Subway! A fast-food restaurant! Have I lost my mind? The answer to that question is yes, but that happened a long time ago. And yeah, this week we’ll be taking a look at Subway, a fast-food restaurant. Relax. It’s not the first time we’ve dabbled in fast-food. Just last month we tackled Taco Del Mar and let’s not forget Eating to Live on the Outside favorites Chipotle and Baja Fresh. So of all the mainstream fast-food restaurants, why would I pick Subway?

Well, this week it just so happened that I found myself witness to an unusual amount of Subway commercials and all of them proclaimed “freshness.” This put a bee in my bonnet—and yes, I look very silly in a bonnet. Fresh is a great word, to me it’s the opposite of processed or refined. And when you’re talking about food, fresh is an Eat to Livers best friend. So, what do you say? Let’s see how fresh Subway really is.

Okay, for starters its worth mentioning that we’ve got one across-the-board concession to deal with, bread. If you walk into Subway hell-bent on a sandwich you’ve got to accept the bread, sure, you can order wheat bread, but either way, bread will be your first concession. Personally, I can deal with it.

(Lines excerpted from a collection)
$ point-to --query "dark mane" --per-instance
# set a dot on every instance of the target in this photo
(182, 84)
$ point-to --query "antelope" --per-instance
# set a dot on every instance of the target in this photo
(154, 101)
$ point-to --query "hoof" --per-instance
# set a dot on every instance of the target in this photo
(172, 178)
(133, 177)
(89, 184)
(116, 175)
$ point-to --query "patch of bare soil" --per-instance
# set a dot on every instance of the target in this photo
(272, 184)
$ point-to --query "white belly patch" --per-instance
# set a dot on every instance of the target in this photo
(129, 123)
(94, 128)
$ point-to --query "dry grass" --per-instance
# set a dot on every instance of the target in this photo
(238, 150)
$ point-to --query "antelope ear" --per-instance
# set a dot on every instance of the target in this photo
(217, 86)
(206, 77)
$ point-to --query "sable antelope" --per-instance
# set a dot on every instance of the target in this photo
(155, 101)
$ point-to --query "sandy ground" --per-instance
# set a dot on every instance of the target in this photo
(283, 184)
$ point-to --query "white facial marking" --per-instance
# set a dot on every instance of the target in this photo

→ **TASK ITEM**
According to the passage on Subway, what is the one across-the-board concession a customer has to accept?

→ **COMPLETED EXERCISE**
Bread.